> [Exercise directions]
Extract the full listing below without altering a single character.

━━ Material for this exercise ━━

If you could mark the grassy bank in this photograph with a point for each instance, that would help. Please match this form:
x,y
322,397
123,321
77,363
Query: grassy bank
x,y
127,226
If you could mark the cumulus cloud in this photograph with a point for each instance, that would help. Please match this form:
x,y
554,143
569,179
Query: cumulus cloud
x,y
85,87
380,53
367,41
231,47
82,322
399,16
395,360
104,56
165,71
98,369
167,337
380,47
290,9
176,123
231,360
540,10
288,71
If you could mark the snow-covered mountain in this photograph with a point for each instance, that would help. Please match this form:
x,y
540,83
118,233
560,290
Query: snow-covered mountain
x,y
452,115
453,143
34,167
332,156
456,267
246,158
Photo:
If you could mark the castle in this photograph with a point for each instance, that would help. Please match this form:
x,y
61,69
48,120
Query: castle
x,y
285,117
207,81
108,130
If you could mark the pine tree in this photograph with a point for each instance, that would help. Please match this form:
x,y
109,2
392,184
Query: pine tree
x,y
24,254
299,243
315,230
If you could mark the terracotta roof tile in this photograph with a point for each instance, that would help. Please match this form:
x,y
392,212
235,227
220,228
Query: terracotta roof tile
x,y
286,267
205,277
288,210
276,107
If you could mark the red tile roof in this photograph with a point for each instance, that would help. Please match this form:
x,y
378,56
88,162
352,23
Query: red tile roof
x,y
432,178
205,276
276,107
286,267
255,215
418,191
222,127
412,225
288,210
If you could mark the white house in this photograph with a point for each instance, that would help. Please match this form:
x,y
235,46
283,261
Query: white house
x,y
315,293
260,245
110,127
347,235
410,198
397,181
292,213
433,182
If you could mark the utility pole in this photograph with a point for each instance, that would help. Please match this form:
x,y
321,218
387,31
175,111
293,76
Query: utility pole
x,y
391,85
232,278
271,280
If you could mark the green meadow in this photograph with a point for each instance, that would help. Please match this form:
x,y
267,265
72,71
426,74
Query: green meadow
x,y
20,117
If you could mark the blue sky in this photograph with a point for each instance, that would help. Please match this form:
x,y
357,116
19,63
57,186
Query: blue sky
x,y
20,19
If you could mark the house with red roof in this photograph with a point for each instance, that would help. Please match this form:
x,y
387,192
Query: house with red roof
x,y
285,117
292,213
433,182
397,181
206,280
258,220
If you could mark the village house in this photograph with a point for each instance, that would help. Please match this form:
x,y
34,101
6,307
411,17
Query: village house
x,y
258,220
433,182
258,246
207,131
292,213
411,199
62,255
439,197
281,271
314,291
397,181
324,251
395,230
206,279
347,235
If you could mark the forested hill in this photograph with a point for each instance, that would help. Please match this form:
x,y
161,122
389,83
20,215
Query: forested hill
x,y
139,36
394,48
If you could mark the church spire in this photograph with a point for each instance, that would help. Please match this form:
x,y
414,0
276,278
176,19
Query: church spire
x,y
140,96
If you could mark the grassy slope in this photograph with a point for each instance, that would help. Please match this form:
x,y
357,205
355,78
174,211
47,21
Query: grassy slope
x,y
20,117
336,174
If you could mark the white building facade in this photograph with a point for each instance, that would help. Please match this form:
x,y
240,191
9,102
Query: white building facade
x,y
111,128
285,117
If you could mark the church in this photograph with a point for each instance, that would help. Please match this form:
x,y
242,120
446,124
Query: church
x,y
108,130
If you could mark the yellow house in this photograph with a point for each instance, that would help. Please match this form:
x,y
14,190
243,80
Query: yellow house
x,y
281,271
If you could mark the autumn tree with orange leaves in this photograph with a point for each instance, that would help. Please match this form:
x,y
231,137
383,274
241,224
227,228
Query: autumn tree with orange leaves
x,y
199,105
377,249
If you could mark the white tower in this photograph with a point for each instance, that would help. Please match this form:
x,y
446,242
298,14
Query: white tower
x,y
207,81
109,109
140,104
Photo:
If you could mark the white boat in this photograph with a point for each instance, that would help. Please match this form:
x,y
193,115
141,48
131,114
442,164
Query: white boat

━━━

> [Answer to this task]
If you could mark the grassy bank in this photograph with a point for each instance, that would help. Please match this form:
x,y
322,397
123,321
77,363
Query: grassy bank
x,y
127,226
If you could mark the cumulus cloud in this photograph with a point for each instance, that would help. Please match this form:
x,y
554,143
569,179
Query: cumulus cloud
x,y
85,87
380,53
367,41
231,47
82,322
399,16
395,360
104,56
165,71
98,369
167,337
380,47
290,9
176,123
231,360
540,10
288,71
If you could mark the snow-covered mountain in this photograph with a point for each instance, that would help. Please match this form:
x,y
540,83
118,233
560,290
Query: snow-covered mountain
x,y
452,115
453,143
34,167
332,156
456,267
246,158
Photo:
If you could mark the castle in this photograph with a point for each instance, that would help. Please match this form:
x,y
61,69
48,120
Query: castle
x,y
285,117
207,81
108,130
If you could mark the pine tree in this photograph with a point for each instance, that would help. Please match this form:
x,y
109,2
392,184
Query: pine tree
x,y
24,254
299,243
315,230
If you could mark the terracotta roof tile in this photograph with a point for each instance, that would help. Please match this form:
x,y
392,212
235,227
220,228
Query: terracotta roof tile
x,y
286,267
205,277
288,210
276,107
If you could mark the red tile roof in this photograph with a point for each instance, that would help. Please match this form:
x,y
378,56
88,162
352,23
Query: red tile roof
x,y
432,178
205,276
276,107
286,267
255,215
418,191
222,127
412,225
288,210
If you could mark the white house in this photograph with a point for each instance, that would help. Please match this form:
x,y
235,46
283,261
Query: white house
x,y
315,293
260,245
110,127
347,235
410,198
397,181
292,213
433,182
If you could mark the utility pole in this photograph with a point for each instance, that would help. Please match this form:
x,y
321,218
387,31
175,111
293,76
Query: utility pole
x,y
391,85
232,278
271,280
If you could mark the green meadow in this photograph with a point for each instance, that would help. Please match this form:
x,y
267,265
72,71
426,74
Query: green meadow
x,y
20,117
If you could mark the blue sky in this photograph with a point for each instance, that would help. Please match this form:
x,y
357,116
19,63
57,186
Query: blue sky
x,y
20,19
If you could mark the house with red roof in this photograph with a point for each instance, that would help. Please match this form:
x,y
387,192
Query: house with red roof
x,y
285,117
292,213
433,182
397,181
206,280
258,220
If you could mark the village house in this photograph with a point for each instance, that would help. Please match this form:
x,y
34,101
6,307
411,17
Query: village house
x,y
258,220
433,182
258,246
207,131
292,213
411,199
62,255
439,197
281,271
314,291
397,181
324,251
395,230
206,279
347,235
If you could mark the forested hill in this photograph with a point for each instance, that would help. Please match this form:
x,y
161,122
389,83
20,215
Query: forested hill
x,y
139,36
394,48
If you could mark the church spire in this photograph with a point for each instance, that would help. Please match this form:
x,y
414,0
276,278
176,19
Query: church spire
x,y
140,96
If you could mark the grassy slope in this photograph with a point for each instance, that would help. Please match this form:
x,y
357,205
355,78
174,211
47,21
Query: grassy slope
x,y
20,117
336,174
If you could mark the white building facade in this photograph with a point for each instance, that would help. Please match this form:
x,y
240,191
9,102
Query: white building facade
x,y
111,128
285,117
If you could mark the church in this photograph with a point for each instance, that would help. Please match this form:
x,y
242,120
446,124
Query: church
x,y
108,130
If you could mark the yellow house in this photograph with a point for each instance, that would help. Please match this form:
x,y
14,190
243,80
Query: yellow house
x,y
281,271
If you could mark the autumn tree with orange leaves in this photograph with a point for each instance, that would help. Please match this form:
x,y
231,137
383,274
241,224
227,228
Query: autumn tree with orange leaves
x,y
199,105
377,249
If you could mark the white tower in this photograph with a point for each instance, that would help. Please match this form:
x,y
446,242
298,14
Query: white tower
x,y
207,81
109,109
140,104
Photo:
If you could mark the white boat in this photograph with a point for each instance, that would help. Please match this form:
x,y
193,115
141,48
131,114
442,164
Query: white boat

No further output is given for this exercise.